> What you are asked to do
Having found the line containing "Exercise. Mark the watch" in the data below, reproduce that line and each one after it to the end, exactly, and include nothing else.
** Data to process follows **
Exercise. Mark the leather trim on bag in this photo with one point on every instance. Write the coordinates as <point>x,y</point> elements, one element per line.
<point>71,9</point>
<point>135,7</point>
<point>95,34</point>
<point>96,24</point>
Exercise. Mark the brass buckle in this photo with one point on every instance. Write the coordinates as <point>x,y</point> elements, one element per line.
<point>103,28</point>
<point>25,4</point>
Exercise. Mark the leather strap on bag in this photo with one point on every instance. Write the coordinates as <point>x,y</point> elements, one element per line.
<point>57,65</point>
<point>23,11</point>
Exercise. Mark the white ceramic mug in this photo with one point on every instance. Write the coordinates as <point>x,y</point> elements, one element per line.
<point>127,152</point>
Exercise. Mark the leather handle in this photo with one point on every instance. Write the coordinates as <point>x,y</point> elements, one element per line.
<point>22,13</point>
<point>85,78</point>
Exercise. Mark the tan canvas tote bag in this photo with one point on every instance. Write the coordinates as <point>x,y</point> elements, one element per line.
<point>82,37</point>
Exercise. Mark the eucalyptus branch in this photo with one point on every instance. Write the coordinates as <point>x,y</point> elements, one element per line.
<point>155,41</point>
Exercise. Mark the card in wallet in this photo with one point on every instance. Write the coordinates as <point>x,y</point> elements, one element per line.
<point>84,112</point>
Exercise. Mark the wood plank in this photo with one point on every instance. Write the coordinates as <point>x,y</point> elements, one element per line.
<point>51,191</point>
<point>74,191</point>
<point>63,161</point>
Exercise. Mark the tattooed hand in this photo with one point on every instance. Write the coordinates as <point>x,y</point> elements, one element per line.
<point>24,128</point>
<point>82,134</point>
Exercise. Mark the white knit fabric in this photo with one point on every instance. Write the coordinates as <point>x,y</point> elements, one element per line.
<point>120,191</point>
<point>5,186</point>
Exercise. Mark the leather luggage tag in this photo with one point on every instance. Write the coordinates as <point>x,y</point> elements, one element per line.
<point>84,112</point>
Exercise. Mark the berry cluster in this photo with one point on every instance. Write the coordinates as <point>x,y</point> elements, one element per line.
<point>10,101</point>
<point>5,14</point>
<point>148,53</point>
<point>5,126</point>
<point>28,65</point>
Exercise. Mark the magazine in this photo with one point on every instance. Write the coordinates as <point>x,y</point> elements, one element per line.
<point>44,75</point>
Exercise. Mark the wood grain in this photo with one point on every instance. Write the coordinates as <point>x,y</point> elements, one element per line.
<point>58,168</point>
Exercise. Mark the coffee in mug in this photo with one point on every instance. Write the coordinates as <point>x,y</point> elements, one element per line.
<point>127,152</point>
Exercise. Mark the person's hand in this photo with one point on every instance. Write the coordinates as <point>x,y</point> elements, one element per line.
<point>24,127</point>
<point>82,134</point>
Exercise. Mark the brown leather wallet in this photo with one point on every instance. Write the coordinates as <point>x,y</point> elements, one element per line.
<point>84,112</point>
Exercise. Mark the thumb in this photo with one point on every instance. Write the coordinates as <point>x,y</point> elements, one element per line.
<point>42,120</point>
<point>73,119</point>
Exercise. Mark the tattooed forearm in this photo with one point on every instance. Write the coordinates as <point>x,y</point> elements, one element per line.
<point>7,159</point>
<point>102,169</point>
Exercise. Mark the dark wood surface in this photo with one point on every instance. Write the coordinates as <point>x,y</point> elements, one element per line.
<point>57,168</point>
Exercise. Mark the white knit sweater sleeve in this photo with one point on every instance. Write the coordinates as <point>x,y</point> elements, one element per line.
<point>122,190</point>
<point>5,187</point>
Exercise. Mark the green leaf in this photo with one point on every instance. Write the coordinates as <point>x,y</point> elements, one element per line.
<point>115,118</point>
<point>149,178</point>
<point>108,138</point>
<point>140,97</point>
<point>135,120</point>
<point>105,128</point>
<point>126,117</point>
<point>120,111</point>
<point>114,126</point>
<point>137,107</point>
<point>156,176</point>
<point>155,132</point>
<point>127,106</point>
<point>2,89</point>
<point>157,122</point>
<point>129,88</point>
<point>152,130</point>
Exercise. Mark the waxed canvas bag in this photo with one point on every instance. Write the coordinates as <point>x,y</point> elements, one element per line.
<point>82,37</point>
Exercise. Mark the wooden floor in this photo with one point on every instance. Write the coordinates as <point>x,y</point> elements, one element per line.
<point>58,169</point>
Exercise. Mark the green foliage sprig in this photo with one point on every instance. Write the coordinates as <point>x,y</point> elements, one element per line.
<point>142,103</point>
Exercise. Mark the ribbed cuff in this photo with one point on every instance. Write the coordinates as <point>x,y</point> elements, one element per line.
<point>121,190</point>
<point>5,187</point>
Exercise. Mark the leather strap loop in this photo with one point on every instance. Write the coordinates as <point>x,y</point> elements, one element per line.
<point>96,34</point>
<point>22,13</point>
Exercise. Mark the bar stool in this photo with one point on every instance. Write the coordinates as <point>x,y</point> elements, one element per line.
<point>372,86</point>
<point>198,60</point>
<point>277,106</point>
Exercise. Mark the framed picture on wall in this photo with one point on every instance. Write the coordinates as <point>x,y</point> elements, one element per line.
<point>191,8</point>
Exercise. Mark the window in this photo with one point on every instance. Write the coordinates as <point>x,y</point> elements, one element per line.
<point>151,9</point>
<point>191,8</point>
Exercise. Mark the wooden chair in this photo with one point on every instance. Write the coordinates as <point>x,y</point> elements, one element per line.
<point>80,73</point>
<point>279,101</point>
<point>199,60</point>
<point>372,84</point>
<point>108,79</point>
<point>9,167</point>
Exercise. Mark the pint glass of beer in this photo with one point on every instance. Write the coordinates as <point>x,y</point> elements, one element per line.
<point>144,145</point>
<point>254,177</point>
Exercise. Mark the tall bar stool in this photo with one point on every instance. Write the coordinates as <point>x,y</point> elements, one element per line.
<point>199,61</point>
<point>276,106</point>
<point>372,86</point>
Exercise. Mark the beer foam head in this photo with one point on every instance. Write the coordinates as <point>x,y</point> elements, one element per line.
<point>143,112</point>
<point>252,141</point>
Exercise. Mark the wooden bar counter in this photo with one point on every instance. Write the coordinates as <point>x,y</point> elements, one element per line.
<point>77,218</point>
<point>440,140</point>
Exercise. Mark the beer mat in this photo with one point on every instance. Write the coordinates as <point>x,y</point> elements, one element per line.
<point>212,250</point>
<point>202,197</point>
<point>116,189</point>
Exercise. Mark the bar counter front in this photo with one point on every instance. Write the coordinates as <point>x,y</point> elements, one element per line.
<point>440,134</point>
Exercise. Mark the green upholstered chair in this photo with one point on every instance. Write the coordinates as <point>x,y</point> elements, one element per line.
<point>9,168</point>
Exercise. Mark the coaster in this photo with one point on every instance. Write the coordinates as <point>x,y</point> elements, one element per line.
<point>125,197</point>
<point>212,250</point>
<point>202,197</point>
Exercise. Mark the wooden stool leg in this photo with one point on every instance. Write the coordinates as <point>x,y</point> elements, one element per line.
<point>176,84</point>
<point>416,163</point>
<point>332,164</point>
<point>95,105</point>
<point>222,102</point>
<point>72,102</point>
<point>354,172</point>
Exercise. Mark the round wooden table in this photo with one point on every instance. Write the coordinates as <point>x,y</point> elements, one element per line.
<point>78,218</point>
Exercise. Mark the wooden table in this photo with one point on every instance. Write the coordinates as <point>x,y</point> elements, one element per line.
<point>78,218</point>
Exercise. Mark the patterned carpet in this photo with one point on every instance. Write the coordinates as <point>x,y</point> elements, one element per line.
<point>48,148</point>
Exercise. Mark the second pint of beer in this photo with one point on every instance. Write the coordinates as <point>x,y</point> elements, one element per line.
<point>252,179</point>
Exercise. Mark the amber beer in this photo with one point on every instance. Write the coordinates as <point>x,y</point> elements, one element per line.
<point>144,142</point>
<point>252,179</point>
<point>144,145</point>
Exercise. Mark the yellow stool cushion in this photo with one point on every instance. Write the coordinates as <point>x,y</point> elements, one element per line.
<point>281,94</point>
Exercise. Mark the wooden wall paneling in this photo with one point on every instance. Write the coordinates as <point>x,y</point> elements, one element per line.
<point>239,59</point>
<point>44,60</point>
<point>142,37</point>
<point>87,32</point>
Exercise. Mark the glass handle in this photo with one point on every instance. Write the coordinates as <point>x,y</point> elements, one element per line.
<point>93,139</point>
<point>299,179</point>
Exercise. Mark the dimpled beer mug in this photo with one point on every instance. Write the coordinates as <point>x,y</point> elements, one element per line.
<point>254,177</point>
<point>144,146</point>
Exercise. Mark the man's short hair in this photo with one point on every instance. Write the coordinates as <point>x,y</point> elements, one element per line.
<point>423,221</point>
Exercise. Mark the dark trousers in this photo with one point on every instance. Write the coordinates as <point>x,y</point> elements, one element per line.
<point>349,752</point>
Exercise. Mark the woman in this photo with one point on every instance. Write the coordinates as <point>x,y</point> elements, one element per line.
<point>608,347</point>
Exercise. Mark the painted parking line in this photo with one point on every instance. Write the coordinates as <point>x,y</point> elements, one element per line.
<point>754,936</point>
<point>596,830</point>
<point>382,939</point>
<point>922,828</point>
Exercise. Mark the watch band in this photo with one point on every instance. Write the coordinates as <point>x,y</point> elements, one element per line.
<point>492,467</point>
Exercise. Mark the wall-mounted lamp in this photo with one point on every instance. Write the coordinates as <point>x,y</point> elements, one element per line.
** End of Data to process **
> Your solution
Exercise. Mark the watch band in this photo with one point on every instance. Write the coordinates as <point>x,y</point> elements, one element per line.
<point>492,467</point>
Exercise. Mark the wall-mounted lamp in this photo with one point on every instance. Write the coordinates as <point>x,y</point> elements, one element per line.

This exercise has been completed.